(Labeled-object pointing entries)
:::::

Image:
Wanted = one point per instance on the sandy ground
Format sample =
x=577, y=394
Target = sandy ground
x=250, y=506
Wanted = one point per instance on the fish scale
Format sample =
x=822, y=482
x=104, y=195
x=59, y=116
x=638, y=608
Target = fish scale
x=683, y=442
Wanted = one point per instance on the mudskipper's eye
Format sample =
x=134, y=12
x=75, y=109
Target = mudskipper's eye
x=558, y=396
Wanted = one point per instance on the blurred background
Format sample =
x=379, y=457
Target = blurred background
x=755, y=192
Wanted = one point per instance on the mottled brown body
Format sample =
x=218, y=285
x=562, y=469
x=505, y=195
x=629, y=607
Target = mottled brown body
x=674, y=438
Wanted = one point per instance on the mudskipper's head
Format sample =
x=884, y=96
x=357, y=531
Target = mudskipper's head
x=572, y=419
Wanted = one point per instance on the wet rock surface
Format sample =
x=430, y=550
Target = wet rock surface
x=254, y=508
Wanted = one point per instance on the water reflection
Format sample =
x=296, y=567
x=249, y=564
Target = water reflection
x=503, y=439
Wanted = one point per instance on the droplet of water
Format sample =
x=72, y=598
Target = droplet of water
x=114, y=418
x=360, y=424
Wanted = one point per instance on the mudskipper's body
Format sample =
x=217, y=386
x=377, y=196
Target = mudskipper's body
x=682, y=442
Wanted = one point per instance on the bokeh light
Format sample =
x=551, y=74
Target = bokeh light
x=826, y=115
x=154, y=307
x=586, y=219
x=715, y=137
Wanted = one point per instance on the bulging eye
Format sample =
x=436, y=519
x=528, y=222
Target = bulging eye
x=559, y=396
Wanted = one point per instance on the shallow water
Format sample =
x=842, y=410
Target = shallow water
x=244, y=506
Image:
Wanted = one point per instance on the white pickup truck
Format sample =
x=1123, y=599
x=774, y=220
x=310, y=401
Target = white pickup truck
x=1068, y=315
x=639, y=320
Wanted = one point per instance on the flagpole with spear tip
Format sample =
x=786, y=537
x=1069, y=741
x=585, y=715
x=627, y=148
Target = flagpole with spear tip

:::::

## Exercise objective
Rename "Wanted" to "Requested" everywhere it occurs in the lines above, and reproduce all the lines with nothing else altered.

## Task solution
Image:
Requested = one point per instance on the sandy ground
Format sample =
x=577, y=394
Target = sandy ground
x=250, y=506
Requested = one point per instance on the fish scale
Format sample =
x=822, y=482
x=104, y=195
x=59, y=116
x=638, y=608
Target = fish scale
x=683, y=442
Requested = one point per instance on the mudskipper's eye
Format sample =
x=134, y=12
x=75, y=109
Target = mudskipper's eye
x=558, y=396
Requested = one point per instance on the blurred background
Format sample =
x=379, y=457
Target = blurred background
x=755, y=192
Requested = one point per instance on the mottled brown body
Format sample =
x=218, y=285
x=562, y=469
x=505, y=195
x=629, y=607
Target = mottled brown body
x=674, y=438
Requested = one point per instance on the mudskipper's head
Format sample =
x=884, y=96
x=357, y=531
Target = mudskipper's head
x=572, y=419
Requested = one point per instance on the wet rock surface
Format sample =
x=430, y=550
Target = wet rock surface
x=254, y=508
Requested = one point per instance on the water reflection
Format sample =
x=296, y=567
x=249, y=564
Target = water reflection
x=503, y=439
Requested = one point per instance on the droplet of water
Format sample =
x=72, y=598
Target = droplet of water
x=114, y=418
x=360, y=424
Requested = one point per instance on the mudskipper's body
Format sample =
x=217, y=386
x=377, y=196
Target = mudskipper's body
x=682, y=442
Requested = one point per instance on the bokeh light
Format sample =
x=551, y=74
Target = bokeh light
x=826, y=115
x=154, y=307
x=586, y=219
x=715, y=137
Requested = one point per instance on the bulging eye
Format sample =
x=436, y=519
x=528, y=222
Target = bulging eye
x=559, y=396
Requested = one point per instance on the shallow water
Format sample =
x=842, y=410
Target = shallow water
x=244, y=506
Image:
Requested = one point per instance on the white pickup truck
Format sample =
x=1123, y=599
x=774, y=220
x=310, y=401
Target = white pickup truck
x=1068, y=315
x=639, y=320
Requested = one point per instance on the flagpole with spear tip
Format sample =
x=786, y=537
x=1069, y=741
x=585, y=715
x=627, y=148
Target = flagpole with spear tip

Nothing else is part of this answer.